== Data extracts ==
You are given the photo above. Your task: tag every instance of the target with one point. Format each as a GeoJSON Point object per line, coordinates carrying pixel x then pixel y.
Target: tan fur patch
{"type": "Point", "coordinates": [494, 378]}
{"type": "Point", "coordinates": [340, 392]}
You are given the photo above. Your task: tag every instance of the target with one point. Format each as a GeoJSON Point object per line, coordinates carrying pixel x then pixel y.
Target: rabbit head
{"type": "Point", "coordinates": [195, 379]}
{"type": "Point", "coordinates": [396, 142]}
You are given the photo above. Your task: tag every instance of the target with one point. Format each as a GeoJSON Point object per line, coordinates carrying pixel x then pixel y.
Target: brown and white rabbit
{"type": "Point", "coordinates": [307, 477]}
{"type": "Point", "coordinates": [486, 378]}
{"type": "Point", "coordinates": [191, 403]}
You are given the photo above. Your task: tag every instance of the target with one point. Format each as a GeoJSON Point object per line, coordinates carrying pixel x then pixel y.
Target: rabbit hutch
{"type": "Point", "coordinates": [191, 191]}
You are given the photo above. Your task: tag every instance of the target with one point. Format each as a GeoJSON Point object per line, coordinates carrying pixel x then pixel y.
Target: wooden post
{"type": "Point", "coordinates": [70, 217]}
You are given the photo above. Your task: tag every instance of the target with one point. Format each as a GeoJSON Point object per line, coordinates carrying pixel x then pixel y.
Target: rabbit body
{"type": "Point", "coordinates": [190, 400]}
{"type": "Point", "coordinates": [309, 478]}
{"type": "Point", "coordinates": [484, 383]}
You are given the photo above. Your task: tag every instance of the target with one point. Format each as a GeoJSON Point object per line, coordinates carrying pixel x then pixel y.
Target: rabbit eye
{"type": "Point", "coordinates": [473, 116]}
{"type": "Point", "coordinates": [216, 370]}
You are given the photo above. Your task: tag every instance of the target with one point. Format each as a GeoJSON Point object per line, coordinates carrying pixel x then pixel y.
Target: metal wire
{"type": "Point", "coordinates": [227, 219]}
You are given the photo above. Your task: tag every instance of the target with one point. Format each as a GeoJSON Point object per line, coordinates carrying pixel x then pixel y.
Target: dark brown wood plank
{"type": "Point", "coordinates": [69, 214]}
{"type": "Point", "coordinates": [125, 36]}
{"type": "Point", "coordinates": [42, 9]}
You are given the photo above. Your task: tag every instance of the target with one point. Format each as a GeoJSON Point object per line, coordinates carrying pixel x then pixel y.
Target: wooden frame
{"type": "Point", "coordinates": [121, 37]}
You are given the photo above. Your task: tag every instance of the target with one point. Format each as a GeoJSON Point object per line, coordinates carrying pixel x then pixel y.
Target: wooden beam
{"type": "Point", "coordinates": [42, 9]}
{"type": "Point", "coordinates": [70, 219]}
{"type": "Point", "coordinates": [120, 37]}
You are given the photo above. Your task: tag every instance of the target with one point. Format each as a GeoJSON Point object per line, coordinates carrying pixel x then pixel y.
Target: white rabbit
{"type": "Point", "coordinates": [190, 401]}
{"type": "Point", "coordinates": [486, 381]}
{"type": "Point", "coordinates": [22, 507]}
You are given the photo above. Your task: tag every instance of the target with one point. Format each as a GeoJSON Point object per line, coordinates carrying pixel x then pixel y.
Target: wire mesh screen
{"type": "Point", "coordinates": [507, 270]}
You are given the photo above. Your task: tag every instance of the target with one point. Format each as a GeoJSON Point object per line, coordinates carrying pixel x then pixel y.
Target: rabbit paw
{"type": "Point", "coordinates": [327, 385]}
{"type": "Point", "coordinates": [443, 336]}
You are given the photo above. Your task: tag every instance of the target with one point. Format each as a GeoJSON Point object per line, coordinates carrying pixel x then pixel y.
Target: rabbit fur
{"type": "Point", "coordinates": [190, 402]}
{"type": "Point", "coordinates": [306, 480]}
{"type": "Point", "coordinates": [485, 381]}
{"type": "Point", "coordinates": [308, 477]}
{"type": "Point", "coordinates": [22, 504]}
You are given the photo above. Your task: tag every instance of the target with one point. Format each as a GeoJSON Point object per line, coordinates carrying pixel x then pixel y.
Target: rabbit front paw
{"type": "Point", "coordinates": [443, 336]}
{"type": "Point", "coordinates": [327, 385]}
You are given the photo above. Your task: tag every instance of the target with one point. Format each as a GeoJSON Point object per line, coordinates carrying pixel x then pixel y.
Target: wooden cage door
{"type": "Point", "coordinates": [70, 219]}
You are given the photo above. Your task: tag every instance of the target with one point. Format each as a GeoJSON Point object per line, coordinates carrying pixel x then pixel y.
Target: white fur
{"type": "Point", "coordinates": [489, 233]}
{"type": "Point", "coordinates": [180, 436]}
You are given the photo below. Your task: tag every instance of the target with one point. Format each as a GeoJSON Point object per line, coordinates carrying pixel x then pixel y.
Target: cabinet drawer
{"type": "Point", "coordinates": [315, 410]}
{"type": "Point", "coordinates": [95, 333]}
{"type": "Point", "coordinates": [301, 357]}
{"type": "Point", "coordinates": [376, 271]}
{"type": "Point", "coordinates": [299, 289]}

== Task description ==
Retype all of the material, keeping each line exact.

== Solution below ==
You are given the photo above. Your task: tag every instance of the target with one point. Format each as a GeoJSON Point object per line, coordinates carrying pixel x then pixel y.
Target: tan fur patch
{"type": "Point", "coordinates": [494, 378]}
{"type": "Point", "coordinates": [340, 392]}
You are given the photo above. Your task: tag every instance of the target with one point. Format each as a GeoJSON Point object per line, coordinates carrying pixel x then pixel y.
Target: rabbit head
{"type": "Point", "coordinates": [195, 379]}
{"type": "Point", "coordinates": [396, 142]}
You are given the photo above. Your task: tag every instance of the target with one point. Format each as a GeoJSON Point object per line, coordinates carrying pixel x then pixel y.
Target: brown and white rabbit
{"type": "Point", "coordinates": [307, 477]}
{"type": "Point", "coordinates": [486, 378]}
{"type": "Point", "coordinates": [191, 403]}
You are given the photo above. Your task: tag every instance of the target with one point. Format each as a GeoJSON Point object per line, coordinates carrying pixel x then pixel y.
Target: rabbit hutch
{"type": "Point", "coordinates": [191, 191]}
You are given the photo above. Your task: tag every instance of the target with one point. Format each as a GeoJSON Point object per line, coordinates carrying pixel x then pixel y.
Target: wooden post
{"type": "Point", "coordinates": [70, 217]}
You are given the photo above. Your task: tag every instance of the target with one point. Format each as a GeoJSON Point object per line, coordinates carrying pixel x then pixel y.
Target: rabbit body
{"type": "Point", "coordinates": [190, 400]}
{"type": "Point", "coordinates": [309, 478]}
{"type": "Point", "coordinates": [484, 383]}
You are given the photo above. Your task: tag every instance of the target with one point. Format each as a GeoJSON Point object per line, coordinates carrying pixel x then pixel y.
Target: rabbit eye
{"type": "Point", "coordinates": [473, 116]}
{"type": "Point", "coordinates": [216, 370]}
You are given the photo above. Your task: tag every instance of the target with one point. Format each as a GeoJSON Point object per line, coordinates carrying pixel x then pixel y.
Target: metal wire
{"type": "Point", "coordinates": [227, 219]}
You are given the photo above. Your task: tag every instance of the target with one point. Format each as a GeoJSON Point object per line, coordinates carrying pixel x then pixel y.
Target: dark brown wood plank
{"type": "Point", "coordinates": [69, 214]}
{"type": "Point", "coordinates": [125, 36]}
{"type": "Point", "coordinates": [42, 9]}
You are given the photo above. Your task: tag every instance of the target with one point. Format each as a GeoJSON Point object per line, coordinates carrying pixel x then pixel y.
Target: wooden frame
{"type": "Point", "coordinates": [121, 37]}
You are given the photo above. Your task: tag every instance of the target with one point. Format each as a GeoJSON Point object per line, coordinates carrying pixel x then pixel y.
Target: wooden beam
{"type": "Point", "coordinates": [42, 9]}
{"type": "Point", "coordinates": [70, 219]}
{"type": "Point", "coordinates": [120, 37]}
You are given the photo above. Your task: tag every instance of the target with one point. Format each as a GeoJSON Point object per line, coordinates carrying pixel x then pixel y.
Target: white rabbit
{"type": "Point", "coordinates": [190, 401]}
{"type": "Point", "coordinates": [486, 381]}
{"type": "Point", "coordinates": [22, 507]}
You are given the photo above. Your task: tag every instance of the target with one point. Format each as a GeoJSON Point object per line, coordinates carrying pixel x then pixel y.
Target: wire mesh screen
{"type": "Point", "coordinates": [507, 270]}
You are given the photo above. Your task: tag every instance of the target with one point. Format each as a GeoJSON Point object per line, coordinates carrying pixel x then pixel y.
Target: rabbit paw
{"type": "Point", "coordinates": [327, 385]}
{"type": "Point", "coordinates": [443, 336]}
You are given the photo above. Your task: tag every instance of the target with one point. Format each as a GeoJSON Point object per line, coordinates carrying pixel x then pixel y.
Target: rabbit fur
{"type": "Point", "coordinates": [190, 402]}
{"type": "Point", "coordinates": [306, 480]}
{"type": "Point", "coordinates": [485, 381]}
{"type": "Point", "coordinates": [308, 477]}
{"type": "Point", "coordinates": [22, 504]}
You are given the photo above. Your task: tag every instance of the target with one point. Format each as a GeoJSON Point object per line, coordinates carrying pixel x then pixel y.
Target: rabbit front paw
{"type": "Point", "coordinates": [443, 336]}
{"type": "Point", "coordinates": [327, 385]}
You are given the photo above. Your task: tag every instance of the target with one point. Format each as a GeoJSON Point object per line, coordinates carrying pixel x then pixel y.
Target: wooden cage door
{"type": "Point", "coordinates": [70, 219]}
You are given the photo above. Your task: tag every instance of the target with one point. Format each as a GeoJSON Point object per line, coordinates carrying pixel x then pixel y.
Target: white fur
{"type": "Point", "coordinates": [489, 233]}
{"type": "Point", "coordinates": [180, 436]}
You are given the photo below. Your task: tag every instance of the target with one point. Format each as a GeoJSON Point object per line, coordinates carrying pixel x then pixel y.
Target: cabinet drawer
{"type": "Point", "coordinates": [315, 410]}
{"type": "Point", "coordinates": [95, 333]}
{"type": "Point", "coordinates": [301, 357]}
{"type": "Point", "coordinates": [376, 271]}
{"type": "Point", "coordinates": [299, 289]}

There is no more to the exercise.